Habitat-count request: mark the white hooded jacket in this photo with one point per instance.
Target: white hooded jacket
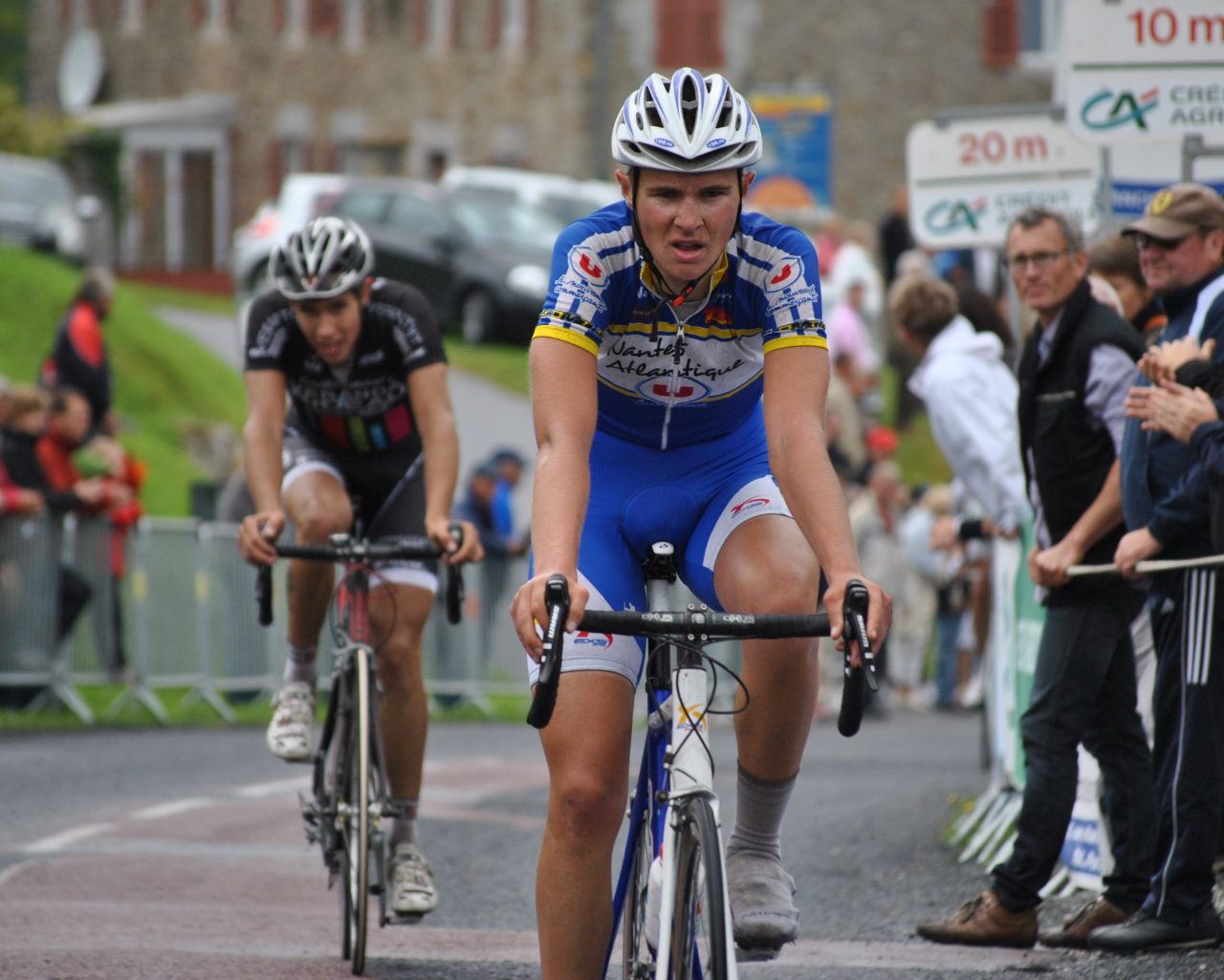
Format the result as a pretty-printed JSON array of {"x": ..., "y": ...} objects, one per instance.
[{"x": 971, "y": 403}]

* * *

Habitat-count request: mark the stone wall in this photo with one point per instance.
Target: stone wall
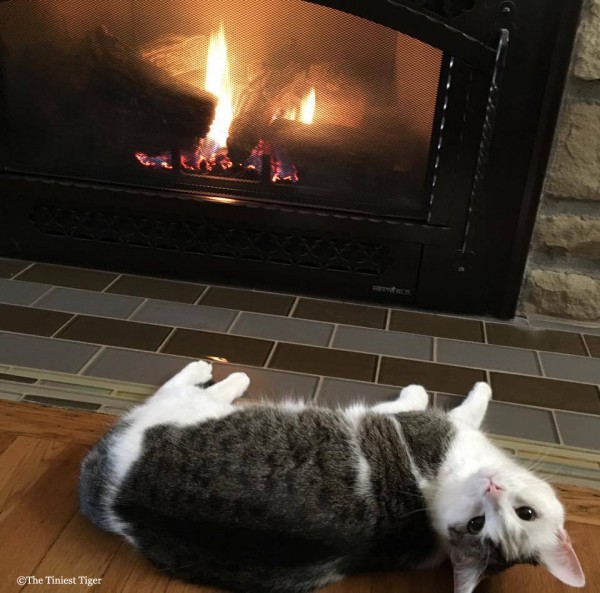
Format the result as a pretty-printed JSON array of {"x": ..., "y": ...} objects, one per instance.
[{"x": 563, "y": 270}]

--

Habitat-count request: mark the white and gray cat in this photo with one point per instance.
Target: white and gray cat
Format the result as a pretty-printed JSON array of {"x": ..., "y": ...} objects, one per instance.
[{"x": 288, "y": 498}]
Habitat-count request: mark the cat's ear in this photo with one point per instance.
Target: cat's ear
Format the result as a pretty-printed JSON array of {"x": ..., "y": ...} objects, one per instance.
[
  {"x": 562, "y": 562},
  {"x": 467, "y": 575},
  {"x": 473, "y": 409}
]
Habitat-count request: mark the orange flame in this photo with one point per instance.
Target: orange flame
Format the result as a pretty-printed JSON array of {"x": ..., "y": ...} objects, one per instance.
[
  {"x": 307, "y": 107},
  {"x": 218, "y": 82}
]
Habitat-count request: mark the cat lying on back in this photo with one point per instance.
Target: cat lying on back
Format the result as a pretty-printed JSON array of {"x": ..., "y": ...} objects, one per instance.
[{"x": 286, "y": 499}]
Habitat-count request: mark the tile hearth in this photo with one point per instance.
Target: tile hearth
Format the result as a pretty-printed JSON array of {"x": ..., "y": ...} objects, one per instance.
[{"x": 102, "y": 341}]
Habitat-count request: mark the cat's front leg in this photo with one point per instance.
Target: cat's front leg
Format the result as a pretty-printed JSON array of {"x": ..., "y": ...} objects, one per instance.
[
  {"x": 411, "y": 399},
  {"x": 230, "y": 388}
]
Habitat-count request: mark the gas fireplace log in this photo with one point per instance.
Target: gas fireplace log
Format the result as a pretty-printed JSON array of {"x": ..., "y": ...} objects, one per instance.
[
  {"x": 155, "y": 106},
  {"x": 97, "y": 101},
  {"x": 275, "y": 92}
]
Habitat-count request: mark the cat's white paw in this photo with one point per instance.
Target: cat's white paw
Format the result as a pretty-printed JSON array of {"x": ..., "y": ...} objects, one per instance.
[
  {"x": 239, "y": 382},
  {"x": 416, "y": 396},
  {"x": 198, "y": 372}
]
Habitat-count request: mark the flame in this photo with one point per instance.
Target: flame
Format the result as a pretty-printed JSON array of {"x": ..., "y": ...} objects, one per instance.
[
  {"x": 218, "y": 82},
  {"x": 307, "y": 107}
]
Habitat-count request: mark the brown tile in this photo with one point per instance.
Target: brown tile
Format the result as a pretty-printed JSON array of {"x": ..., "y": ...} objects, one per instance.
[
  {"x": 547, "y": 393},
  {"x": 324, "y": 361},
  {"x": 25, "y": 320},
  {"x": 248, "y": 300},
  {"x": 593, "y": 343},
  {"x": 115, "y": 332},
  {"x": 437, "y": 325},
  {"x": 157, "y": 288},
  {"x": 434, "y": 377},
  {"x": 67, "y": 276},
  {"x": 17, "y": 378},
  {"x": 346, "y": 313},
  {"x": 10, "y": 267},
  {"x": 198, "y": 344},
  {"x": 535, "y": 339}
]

WHAT TO DO –
Each line in the entries above, starting at the line with "Habitat-count request: mark the cat's ear" and ending at the line with "Target: cat's front leg", is to be printed exactly, and only those lines.

EXERCISE RESPONSE –
Habitat-count request: mark the cat's ear in this photo with one point per instance.
Target: cat's ear
Format the result as a pretty-printed JSON array of {"x": ..., "y": ...} objects, one per instance.
[
  {"x": 562, "y": 562},
  {"x": 467, "y": 575},
  {"x": 473, "y": 409}
]
Habitat-count request: mark the orange flame in this photo with one point per instance.
Target: orange flame
Format the result as a pretty-printed JSON array of {"x": ..., "y": ...} objects, one per instance.
[
  {"x": 307, "y": 107},
  {"x": 218, "y": 82}
]
Habitat-count request: mark the cat lying on back in this photo with one point per instance.
Target: cat lying on back
Format the result as a pretty-printed JSON array of {"x": ..., "y": ...} objects, one per instance.
[{"x": 286, "y": 499}]
Habitat-count request: mark the tile hearth in this photo with one point per instance.
Target: tile hearth
Format the result as a pretty-printed JSON array of {"x": ..., "y": ...} objects, one per instance.
[{"x": 102, "y": 341}]
Habitat-count request: mark the cat's front leg in this photo with one point per instance.
Target: cat's front leg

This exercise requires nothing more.